[Opening RECORDED INFORMATION section]

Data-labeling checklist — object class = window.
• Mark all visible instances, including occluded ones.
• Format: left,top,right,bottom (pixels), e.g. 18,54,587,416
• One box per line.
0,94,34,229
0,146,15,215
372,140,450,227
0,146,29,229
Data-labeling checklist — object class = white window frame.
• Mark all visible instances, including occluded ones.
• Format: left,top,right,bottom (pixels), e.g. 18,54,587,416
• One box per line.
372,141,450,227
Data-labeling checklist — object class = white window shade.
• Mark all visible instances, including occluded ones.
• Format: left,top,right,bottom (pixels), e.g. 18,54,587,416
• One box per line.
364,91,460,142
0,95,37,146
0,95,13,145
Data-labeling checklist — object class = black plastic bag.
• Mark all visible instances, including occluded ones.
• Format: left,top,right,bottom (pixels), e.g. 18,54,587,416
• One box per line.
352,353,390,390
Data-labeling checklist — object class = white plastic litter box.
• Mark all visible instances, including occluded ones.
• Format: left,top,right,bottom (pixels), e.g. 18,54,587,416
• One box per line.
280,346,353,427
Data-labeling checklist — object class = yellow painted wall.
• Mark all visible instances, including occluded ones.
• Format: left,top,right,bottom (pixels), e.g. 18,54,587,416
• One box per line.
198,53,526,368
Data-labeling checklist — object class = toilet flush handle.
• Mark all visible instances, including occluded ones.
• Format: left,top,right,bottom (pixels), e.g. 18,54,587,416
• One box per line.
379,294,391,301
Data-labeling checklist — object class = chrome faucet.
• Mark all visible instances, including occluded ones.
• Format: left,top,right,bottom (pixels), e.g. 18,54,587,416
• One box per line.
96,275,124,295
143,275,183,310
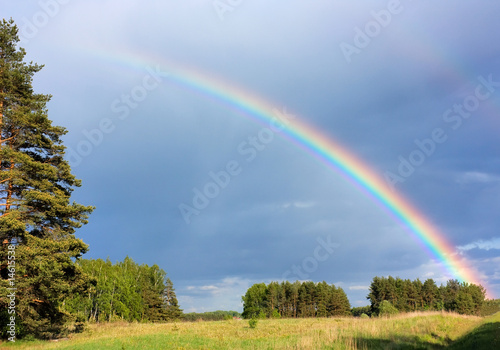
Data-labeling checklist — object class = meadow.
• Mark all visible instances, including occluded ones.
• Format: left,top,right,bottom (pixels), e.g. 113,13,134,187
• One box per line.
1,311,499,350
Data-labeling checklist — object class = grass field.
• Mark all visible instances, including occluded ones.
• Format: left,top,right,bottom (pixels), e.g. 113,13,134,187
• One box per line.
2,311,499,349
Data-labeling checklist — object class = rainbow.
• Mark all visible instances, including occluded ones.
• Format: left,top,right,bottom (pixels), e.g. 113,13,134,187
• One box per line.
74,47,488,292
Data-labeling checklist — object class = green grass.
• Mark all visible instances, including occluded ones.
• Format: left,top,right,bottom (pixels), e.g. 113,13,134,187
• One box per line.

[Closing RECORDED INFORMATION section]

*TRY IT*:
Each line that contains the string "window" should be copied from the data above.

*ANSWER*:
Data-labeling checklist — object class = window.
Data-labeling checklist — object class = white window frame.
Data-labeling checklist — object class = white window shade.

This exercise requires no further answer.